- **Work request**: Copy out all lines of the listing below that hold "brown".

- **Available data**:
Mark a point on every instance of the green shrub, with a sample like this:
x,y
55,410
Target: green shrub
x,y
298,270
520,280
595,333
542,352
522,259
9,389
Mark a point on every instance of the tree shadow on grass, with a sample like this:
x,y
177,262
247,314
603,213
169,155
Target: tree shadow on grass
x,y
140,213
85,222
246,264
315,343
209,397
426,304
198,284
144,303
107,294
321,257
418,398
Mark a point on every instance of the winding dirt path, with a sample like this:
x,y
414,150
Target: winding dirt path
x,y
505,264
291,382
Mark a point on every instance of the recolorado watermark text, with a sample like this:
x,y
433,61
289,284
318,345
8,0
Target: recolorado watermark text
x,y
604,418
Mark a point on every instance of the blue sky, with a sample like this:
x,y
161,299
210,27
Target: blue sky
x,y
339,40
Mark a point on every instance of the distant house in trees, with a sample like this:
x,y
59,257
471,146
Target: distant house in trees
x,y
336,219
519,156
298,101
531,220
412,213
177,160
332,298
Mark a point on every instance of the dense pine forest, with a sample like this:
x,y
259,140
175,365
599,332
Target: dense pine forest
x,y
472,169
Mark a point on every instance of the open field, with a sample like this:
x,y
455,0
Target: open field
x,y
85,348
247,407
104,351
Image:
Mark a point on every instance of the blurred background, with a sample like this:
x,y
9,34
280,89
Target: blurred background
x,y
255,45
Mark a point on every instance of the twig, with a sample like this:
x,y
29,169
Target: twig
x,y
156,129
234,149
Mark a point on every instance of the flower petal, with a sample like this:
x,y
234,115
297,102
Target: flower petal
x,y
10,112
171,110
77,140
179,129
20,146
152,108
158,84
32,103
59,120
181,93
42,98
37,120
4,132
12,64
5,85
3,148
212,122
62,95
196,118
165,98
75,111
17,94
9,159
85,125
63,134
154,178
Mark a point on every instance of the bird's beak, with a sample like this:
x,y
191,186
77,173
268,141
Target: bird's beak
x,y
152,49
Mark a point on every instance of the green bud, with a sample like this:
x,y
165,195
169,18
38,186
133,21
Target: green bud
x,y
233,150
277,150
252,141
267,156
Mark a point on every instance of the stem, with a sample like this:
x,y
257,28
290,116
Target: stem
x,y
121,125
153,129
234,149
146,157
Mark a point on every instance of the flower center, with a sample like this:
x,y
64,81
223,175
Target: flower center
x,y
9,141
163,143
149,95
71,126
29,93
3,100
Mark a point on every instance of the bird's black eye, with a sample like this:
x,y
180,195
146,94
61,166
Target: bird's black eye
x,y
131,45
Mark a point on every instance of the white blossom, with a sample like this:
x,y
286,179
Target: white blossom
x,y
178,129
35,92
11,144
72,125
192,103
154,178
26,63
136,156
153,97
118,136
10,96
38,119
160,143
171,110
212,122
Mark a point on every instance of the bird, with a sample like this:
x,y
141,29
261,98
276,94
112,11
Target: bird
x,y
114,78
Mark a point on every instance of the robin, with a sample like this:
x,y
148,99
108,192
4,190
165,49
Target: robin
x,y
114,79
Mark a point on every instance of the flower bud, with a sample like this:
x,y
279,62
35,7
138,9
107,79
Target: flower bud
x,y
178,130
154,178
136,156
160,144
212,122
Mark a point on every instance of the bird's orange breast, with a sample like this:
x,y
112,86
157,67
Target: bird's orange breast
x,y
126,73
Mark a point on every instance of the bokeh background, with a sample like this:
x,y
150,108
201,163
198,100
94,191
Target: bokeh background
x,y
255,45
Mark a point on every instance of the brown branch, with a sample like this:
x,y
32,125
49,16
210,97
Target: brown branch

- **Answer below**:
Mark a point on every instance of the brown branch, with a sample like this:
Target: brown branch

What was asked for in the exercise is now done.